Reproduce all of the data below, putting "nonzero winding rule" in place of every occurrence of "even-odd rule" and leaving everything else unchanged.

------

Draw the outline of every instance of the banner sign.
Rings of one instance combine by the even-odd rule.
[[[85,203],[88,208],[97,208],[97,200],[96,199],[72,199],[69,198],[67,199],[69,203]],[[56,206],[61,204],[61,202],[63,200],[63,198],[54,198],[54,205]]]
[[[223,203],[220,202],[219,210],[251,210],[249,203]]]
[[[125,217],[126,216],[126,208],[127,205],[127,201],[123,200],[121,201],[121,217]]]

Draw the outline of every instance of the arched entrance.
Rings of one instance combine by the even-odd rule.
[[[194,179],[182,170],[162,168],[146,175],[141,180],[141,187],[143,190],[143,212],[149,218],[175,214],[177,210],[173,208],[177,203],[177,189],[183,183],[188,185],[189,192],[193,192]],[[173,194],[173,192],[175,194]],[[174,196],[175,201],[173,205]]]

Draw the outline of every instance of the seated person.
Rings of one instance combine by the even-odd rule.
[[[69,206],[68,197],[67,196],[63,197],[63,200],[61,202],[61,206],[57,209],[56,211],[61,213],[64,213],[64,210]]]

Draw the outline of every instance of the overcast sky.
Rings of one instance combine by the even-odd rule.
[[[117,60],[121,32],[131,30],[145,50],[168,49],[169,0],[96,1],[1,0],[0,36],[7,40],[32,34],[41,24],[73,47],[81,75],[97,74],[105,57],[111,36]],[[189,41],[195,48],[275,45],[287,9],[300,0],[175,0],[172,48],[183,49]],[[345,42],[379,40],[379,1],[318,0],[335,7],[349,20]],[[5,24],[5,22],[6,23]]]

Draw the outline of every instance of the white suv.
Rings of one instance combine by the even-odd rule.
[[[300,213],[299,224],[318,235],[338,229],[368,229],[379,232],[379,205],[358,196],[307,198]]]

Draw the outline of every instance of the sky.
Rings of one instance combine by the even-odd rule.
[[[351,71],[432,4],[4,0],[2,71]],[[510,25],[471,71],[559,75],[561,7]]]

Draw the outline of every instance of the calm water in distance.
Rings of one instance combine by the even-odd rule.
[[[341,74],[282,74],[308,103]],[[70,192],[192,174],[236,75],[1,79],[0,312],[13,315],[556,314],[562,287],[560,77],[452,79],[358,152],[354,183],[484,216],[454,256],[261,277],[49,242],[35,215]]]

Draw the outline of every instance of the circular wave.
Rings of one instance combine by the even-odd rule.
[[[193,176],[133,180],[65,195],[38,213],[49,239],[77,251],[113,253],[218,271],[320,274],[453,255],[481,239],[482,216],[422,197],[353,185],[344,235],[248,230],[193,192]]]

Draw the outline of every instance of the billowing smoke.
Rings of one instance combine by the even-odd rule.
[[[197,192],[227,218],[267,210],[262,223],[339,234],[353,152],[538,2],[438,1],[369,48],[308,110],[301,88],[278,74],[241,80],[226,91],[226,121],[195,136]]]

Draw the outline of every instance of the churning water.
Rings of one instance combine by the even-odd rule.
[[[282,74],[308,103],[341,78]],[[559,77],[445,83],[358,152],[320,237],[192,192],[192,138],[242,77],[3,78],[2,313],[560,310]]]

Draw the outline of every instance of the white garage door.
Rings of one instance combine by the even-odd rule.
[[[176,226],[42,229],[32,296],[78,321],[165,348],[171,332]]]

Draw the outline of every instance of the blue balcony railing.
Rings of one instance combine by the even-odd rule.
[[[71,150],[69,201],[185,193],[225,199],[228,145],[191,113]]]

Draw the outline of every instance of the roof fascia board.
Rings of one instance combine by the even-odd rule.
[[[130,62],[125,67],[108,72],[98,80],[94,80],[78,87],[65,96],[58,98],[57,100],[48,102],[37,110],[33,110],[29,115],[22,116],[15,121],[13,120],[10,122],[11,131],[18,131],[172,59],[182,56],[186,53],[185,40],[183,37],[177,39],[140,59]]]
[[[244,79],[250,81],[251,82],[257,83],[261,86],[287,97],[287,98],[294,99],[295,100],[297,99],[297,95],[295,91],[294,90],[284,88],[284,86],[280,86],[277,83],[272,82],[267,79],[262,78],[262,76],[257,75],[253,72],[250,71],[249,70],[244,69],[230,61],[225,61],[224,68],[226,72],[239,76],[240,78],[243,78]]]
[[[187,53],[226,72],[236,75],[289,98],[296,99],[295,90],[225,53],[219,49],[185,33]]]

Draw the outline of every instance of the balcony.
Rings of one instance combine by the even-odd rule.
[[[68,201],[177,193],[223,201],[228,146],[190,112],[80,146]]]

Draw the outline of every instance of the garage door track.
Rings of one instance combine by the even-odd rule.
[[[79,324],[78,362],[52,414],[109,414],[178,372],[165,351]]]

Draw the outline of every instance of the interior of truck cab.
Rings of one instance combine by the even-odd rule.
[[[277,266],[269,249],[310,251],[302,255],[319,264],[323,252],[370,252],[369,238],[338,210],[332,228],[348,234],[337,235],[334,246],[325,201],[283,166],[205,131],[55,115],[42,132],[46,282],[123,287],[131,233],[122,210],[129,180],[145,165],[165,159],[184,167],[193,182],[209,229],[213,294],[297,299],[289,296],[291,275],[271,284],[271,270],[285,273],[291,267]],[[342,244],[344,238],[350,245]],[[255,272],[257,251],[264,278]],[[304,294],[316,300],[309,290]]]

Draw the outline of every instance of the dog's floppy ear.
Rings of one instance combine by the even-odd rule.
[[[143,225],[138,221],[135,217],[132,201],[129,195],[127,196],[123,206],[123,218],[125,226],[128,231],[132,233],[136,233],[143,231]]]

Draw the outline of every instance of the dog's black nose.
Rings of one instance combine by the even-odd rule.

------

THE SOLUTION ::
Draw the outline of every instance of the banner sign.
Rings of one instance combine by the nonzero winding rule.
[[[85,203],[88,208],[97,208],[97,200],[96,199],[72,199],[69,198],[67,199],[69,203]],[[56,206],[61,204],[61,202],[63,200],[63,198],[54,198],[54,205]]]
[[[223,203],[220,202],[219,210],[251,210],[249,203]]]
[[[125,217],[126,216],[126,208],[127,205],[127,201],[123,200],[121,201],[121,217]]]

Draw the outline of every instance of the arched entrance.
Rings of one instance combine by the nonzero winding rule.
[[[194,179],[182,170],[162,168],[146,175],[141,180],[141,187],[143,190],[143,212],[149,218],[175,214],[177,210],[173,208],[177,203],[177,189],[183,183],[188,185],[189,192],[193,192]],[[173,194],[173,192],[175,194]],[[174,196],[175,201],[173,205]]]

Draw the outline of every instance of the seated person.
Rings of one instance combine by the nonzero winding rule.
[[[69,206],[68,197],[67,196],[63,197],[63,200],[61,202],[61,206],[57,209],[56,211],[61,213],[64,213],[64,210]]]

Draw the outline of every instance of the overcast sky.
Rings of one instance combine by the nonzero winding rule.
[[[117,60],[121,32],[131,30],[145,50],[168,49],[169,0],[96,1],[1,0],[0,36],[7,40],[32,34],[41,24],[73,47],[81,75],[97,74],[105,57],[111,36]],[[189,41],[195,48],[275,45],[287,9],[300,0],[175,0],[172,48],[183,49]],[[345,42],[379,40],[379,1],[318,0],[335,7],[349,20]],[[5,24],[5,22],[6,23]]]

Draw the outline of every instance of the white suv.
Rings of one instance combine by the nonzero winding rule.
[[[300,213],[299,224],[318,235],[338,229],[368,229],[379,232],[379,205],[358,196],[307,198]]]

Draw the outline of every instance of the sky.
Rings of one instance combine by the nonzero winding rule.
[[[351,71],[432,4],[4,0],[2,71]],[[510,25],[471,71],[559,75],[561,7]]]

Draw the outline of every instance of the calm water in distance.
Rings of one instance combine by the nonzero winding rule.
[[[341,74],[282,74],[308,103]],[[70,192],[192,174],[236,75],[1,79],[0,312],[13,315],[556,314],[562,287],[560,77],[452,79],[358,152],[354,183],[484,216],[454,256],[261,277],[49,242],[35,215]]]

Draw the outline of every instance of the circular wave.
Rings of one instance combine by the nonzero winding rule.
[[[193,176],[133,180],[65,195],[38,213],[49,239],[77,251],[113,253],[218,271],[320,274],[453,255],[481,239],[482,216],[422,197],[353,185],[344,235],[248,230],[193,192]]]

Draw the outline of every instance of the billowing smoke.
Rings of one instance combine by the nonzero winding rule.
[[[197,192],[227,218],[267,210],[262,223],[339,234],[353,152],[538,2],[438,1],[369,48],[308,110],[301,88],[278,74],[241,80],[226,91],[226,121],[195,136]]]

Draw the outline of every instance of the churning water.
Rings of one instance combine by the nonzero winding rule.
[[[282,74],[308,103],[341,78]],[[559,77],[445,83],[358,152],[320,237],[192,192],[192,138],[242,77],[3,78],[2,313],[560,310]]]

Draw the outline of every instance of the white garage door.
Rings of one instance combine by the nonzero winding rule.
[[[176,226],[42,229],[32,296],[78,321],[165,348],[171,332]]]

Draw the outline of every instance of the blue balcony railing.
Rings of one instance combine by the nonzero winding rule.
[[[71,150],[69,201],[185,193],[225,199],[228,145],[191,113]]]

Draw the outline of every instance of the roof fascia board.
Rings of one instance combine by the nonzero winding rule.
[[[130,62],[125,67],[108,72],[98,80],[94,80],[78,87],[65,96],[58,98],[57,100],[48,102],[37,110],[33,110],[29,115],[22,116],[15,121],[13,120],[10,122],[11,131],[18,131],[172,59],[182,56],[186,53],[185,40],[183,37],[177,39],[140,59]]]
[[[244,79],[250,81],[251,82],[257,83],[261,86],[287,97],[287,98],[294,99],[295,100],[297,99],[297,95],[295,91],[294,90],[284,88],[284,86],[280,86],[277,83],[272,82],[267,79],[262,78],[262,76],[257,75],[253,72],[250,71],[249,70],[244,69],[230,61],[225,61],[224,68],[226,72],[239,76],[240,78],[243,78]]]
[[[187,53],[226,72],[236,75],[289,98],[296,99],[295,90],[225,53],[219,49],[185,33]]]

Draw the outline of every instance of the balcony.
Rings of one instance combine by the nonzero winding rule.
[[[68,201],[177,193],[223,201],[228,146],[190,112],[80,146]]]

Draw the outline of every instance of the garage door track.
Rings of one instance combine by the nonzero winding rule.
[[[79,324],[78,362],[52,414],[109,414],[178,372],[165,351]]]

Draw the outline of every instance of the interior of truck cab.
Rings of one instance combine by the nonzero winding rule.
[[[277,266],[269,249],[310,251],[302,255],[319,264],[323,252],[370,252],[369,238],[338,210],[332,228],[348,234],[337,235],[334,246],[325,201],[283,166],[205,131],[55,115],[42,132],[46,282],[123,287],[131,233],[122,210],[129,180],[145,165],[165,159],[184,167],[193,182],[209,229],[213,294],[297,299],[289,296],[291,275],[271,284],[271,270],[285,273],[291,267]],[[342,244],[344,238],[350,245]],[[255,272],[257,251],[264,278]],[[304,294],[316,300],[309,290]]]

Draw the outline of every instance of the dog's floppy ear.
Rings of one instance combine by the nonzero winding rule.
[[[143,225],[138,221],[135,217],[132,201],[129,195],[127,196],[123,206],[123,218],[125,226],[128,231],[132,233],[136,233],[143,231]]]

Draw the outline of every instance of the dog's black nose.
Rings of one instance combine by the nonzero winding rule.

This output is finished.